DIRECTIONS FOR THIS TASK: Here are the records. Print them all exactly.

(Saved data entries)
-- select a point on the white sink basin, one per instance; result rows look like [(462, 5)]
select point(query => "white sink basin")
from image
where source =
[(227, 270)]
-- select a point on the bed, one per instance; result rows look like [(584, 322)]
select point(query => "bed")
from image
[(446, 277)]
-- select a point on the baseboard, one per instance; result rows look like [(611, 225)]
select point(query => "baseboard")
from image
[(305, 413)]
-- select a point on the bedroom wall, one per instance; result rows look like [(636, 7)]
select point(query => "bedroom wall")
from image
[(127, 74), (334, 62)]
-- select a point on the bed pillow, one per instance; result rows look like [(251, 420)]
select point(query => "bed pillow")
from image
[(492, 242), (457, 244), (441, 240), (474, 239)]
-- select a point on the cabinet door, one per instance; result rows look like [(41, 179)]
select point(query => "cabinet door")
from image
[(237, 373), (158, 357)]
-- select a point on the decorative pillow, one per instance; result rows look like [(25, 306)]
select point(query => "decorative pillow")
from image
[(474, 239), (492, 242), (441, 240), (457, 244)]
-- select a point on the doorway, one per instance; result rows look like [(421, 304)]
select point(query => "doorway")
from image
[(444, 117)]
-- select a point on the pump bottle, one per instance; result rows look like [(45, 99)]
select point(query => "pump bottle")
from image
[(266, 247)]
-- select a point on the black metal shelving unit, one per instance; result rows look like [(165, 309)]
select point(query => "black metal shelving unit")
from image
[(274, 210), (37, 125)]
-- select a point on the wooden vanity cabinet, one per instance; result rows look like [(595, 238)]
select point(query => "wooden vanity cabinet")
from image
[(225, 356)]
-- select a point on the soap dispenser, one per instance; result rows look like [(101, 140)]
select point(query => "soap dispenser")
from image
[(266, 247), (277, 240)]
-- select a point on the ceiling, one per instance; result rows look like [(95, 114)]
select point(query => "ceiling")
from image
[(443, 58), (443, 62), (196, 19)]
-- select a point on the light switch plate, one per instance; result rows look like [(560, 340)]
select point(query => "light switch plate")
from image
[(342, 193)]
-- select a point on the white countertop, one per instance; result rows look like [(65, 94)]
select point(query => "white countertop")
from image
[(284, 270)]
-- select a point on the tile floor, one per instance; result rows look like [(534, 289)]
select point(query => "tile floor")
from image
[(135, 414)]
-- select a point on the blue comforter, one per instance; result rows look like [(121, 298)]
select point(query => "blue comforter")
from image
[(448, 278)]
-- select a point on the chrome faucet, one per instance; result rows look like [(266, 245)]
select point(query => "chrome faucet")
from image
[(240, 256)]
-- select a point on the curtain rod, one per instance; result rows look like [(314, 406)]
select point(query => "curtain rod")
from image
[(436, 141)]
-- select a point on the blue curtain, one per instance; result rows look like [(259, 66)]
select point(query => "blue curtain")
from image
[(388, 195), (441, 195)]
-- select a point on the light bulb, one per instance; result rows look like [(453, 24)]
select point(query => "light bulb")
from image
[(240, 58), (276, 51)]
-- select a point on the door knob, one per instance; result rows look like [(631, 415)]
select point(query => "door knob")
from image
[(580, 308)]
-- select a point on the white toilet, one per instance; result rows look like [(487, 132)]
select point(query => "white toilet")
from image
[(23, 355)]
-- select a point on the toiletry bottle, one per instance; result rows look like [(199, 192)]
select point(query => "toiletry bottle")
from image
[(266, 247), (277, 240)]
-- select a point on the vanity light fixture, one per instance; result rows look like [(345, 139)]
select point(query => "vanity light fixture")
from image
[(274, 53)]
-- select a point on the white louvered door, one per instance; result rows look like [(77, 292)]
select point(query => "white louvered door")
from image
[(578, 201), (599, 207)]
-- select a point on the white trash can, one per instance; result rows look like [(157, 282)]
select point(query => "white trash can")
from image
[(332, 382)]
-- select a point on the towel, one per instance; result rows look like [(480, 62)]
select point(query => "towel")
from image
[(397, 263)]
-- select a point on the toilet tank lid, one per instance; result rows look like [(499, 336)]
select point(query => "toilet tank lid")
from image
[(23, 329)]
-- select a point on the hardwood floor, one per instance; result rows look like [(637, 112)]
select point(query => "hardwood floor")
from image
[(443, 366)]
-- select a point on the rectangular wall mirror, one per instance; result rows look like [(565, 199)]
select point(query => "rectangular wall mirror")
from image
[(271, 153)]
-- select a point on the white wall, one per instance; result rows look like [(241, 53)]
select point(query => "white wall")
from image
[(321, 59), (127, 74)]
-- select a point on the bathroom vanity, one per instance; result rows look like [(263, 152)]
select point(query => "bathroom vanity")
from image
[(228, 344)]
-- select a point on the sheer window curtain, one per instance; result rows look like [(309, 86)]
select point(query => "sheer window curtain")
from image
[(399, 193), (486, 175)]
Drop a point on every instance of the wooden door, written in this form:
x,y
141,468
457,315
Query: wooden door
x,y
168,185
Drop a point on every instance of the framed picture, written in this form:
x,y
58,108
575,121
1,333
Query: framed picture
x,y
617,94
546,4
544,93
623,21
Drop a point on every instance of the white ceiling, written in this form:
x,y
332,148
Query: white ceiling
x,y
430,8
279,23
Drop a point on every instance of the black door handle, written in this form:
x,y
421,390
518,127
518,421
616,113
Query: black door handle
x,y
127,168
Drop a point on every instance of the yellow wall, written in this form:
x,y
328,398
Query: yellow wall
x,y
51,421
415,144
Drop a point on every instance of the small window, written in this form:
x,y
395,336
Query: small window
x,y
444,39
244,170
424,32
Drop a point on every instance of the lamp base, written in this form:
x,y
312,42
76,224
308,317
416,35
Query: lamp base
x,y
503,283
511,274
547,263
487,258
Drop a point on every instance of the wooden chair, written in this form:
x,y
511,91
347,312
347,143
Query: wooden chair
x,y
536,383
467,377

RESULT BELOW:
-- select a point on the white sink basin, one per instance; result rows look like [(462, 5)]
select point(query => "white sink basin")
from image
where source =
[(227, 270)]
-- select a point on the bed, one per instance; result rows look like [(584, 322)]
select point(query => "bed")
from image
[(446, 277)]
-- select a point on the baseboard, one per instance; result rows look like [(611, 225)]
select point(query => "baseboard")
from image
[(305, 413)]
-- select a point on the bedroom wall, one per instance; result rows look like [(636, 7)]
select point(query => "bedroom wall")
from image
[(127, 74), (334, 62)]
-- select a point on the bed pillow, one per instance; result rows look like [(251, 420)]
select point(query => "bed pillow")
from image
[(492, 242), (457, 244), (441, 240), (474, 239)]
-- select a point on the cabinet door, one per instance; result rows look like [(41, 179)]
select point(query => "cabinet door")
from image
[(237, 373), (158, 357)]
-- select a point on the decorative pillow, one per instance; result rows look like [(25, 306)]
select point(query => "decorative pillow")
from image
[(474, 239), (492, 242), (441, 240), (457, 244)]
-- select a point on the doorway, one per instance; result rows look like [(421, 304)]
select point(query => "doorway")
from image
[(444, 117)]
-- select a point on the pump bottle, one per instance; result rows look like [(45, 99)]
select point(query => "pump bottle")
from image
[(266, 247)]
-- select a point on the black metal shelving unit, one per instance; result rows look like [(165, 309)]
select point(query => "black metal shelving unit")
from image
[(274, 210), (37, 125)]
-- select a point on the wooden vanity cabinet, one per instance; result rows look like [(595, 238)]
select point(query => "wooden vanity cabinet")
from image
[(225, 356)]
-- select a point on the soap dispenser, one per instance; result rows look like [(101, 140)]
select point(query => "soap dispenser")
from image
[(266, 247), (277, 240)]
-- select a point on the ceiling, one per instance; result rows look like [(95, 114)]
select point(query => "ceiling")
from image
[(443, 58), (443, 62), (196, 19)]
-- select a point on the light switch plate, one per instance; result rows look like [(560, 340)]
select point(query => "light switch plate")
from image
[(342, 193)]
-- select a point on the white countertop, one per instance; result rows look like [(65, 94)]
select point(query => "white countertop")
from image
[(284, 270)]
-- select a point on the tile floor, one per instance; result rows look like [(534, 289)]
select point(query => "tile floor")
from image
[(135, 414)]
-- select a point on the blue comforter, one per instance; result rows look like [(121, 298)]
select point(query => "blue comforter")
from image
[(448, 278)]
-- select a point on the chrome faucet, one per instance; result rows look like [(266, 245)]
select point(query => "chrome faucet")
from image
[(240, 256)]
-- select a point on the curtain rod, one per instance; result rows look like [(314, 406)]
select point(query => "curtain rod")
from image
[(436, 141)]
-- select a point on the blue curtain, one per instance; result rows look like [(259, 66)]
select point(query => "blue curtain")
from image
[(388, 195), (441, 195)]
-- select a point on the light bulb, one per instance; result rows look like [(453, 24)]
select point(query => "light bulb")
from image
[(240, 58), (276, 51)]
-- select a point on the door knob, one per instance; result rows look like [(631, 415)]
select point(query => "door knob")
from image
[(580, 308)]
-- select a point on the white toilet, one per instance; result rows look like [(487, 132)]
select point(query => "white toilet")
from image
[(23, 355)]
-- select a point on the toiletry bottle, one per instance; result rows look like [(199, 192)]
select point(query => "toiletry bottle")
from image
[(266, 247), (277, 240)]
-- select a point on the vanity light fixture, one per instance; result rows look like [(345, 139)]
select point(query => "vanity light fixture")
from image
[(274, 53)]
-- select a point on the white louvered door, one per instance; result rows look like [(77, 292)]
select point(query => "white louvered door")
from image
[(578, 201), (599, 207)]
-- select a point on the white trash can, one per instance; result rows look like [(157, 282)]
select point(query => "white trash can")
from image
[(332, 382)]
-- select a point on the towel, one per instance; result rows look like [(480, 62)]
select point(query => "towel")
from image
[(397, 263)]
-- select a point on the toilet tank lid, one per instance; result rows look like [(499, 336)]
select point(query => "toilet tank lid")
from image
[(23, 329)]
-- select a point on the hardwood floor, one per instance; result rows look like [(637, 112)]
select point(query => "hardwood floor")
from image
[(443, 366)]
-- select a point on the rectangular wall mirror, one per instance; result rows look like [(565, 199)]
select point(query => "rectangular wall mirror")
from image
[(271, 153)]
-- select a point on the white wall, one per instance; result rows look like [(241, 53)]
select point(query => "white wall")
from image
[(321, 59), (127, 74)]
-- select a point on the bathroom vanity, one per instance; result rows look like [(263, 152)]
select point(query => "bathroom vanity")
from image
[(228, 344)]
-- select a point on the sheer window curtain, one per instance; result rows look like [(309, 86)]
select point(query => "sheer window curtain")
from image
[(399, 193), (486, 175)]
Drop a point on every instance of the wooden door, written in this form:
x,y
141,468
457,315
Query: wooden door
x,y
168,185
Drop a point on every instance of the framed picture, written in this form:
x,y
58,108
575,121
1,333
Query: framed picture
x,y
617,94
546,4
544,93
623,21
Drop a point on every instance of the white ceiling, written in this form:
x,y
332,148
Query: white ceiling
x,y
430,8
279,23
Drop a point on every instance of the black door handle, written in this form:
x,y
421,390
518,127
518,421
616,113
Query: black door handle
x,y
127,168
Drop a point on every instance of the yellow wall, written in this form:
x,y
328,398
Query: yellow wall
x,y
51,421
415,144
Drop a point on every instance of the small window, written in this form:
x,y
395,336
Query: small window
x,y
444,39
244,170
424,32
Drop a point on every instance of the lamp base, written in this form:
x,y
312,42
76,224
308,317
416,35
Query: lamp base
x,y
503,283
511,274
547,263
487,258
Drop a point on every instance of the wooden chair, written in this form:
x,y
511,91
347,312
347,143
Query: wooden chair
x,y
536,383
467,377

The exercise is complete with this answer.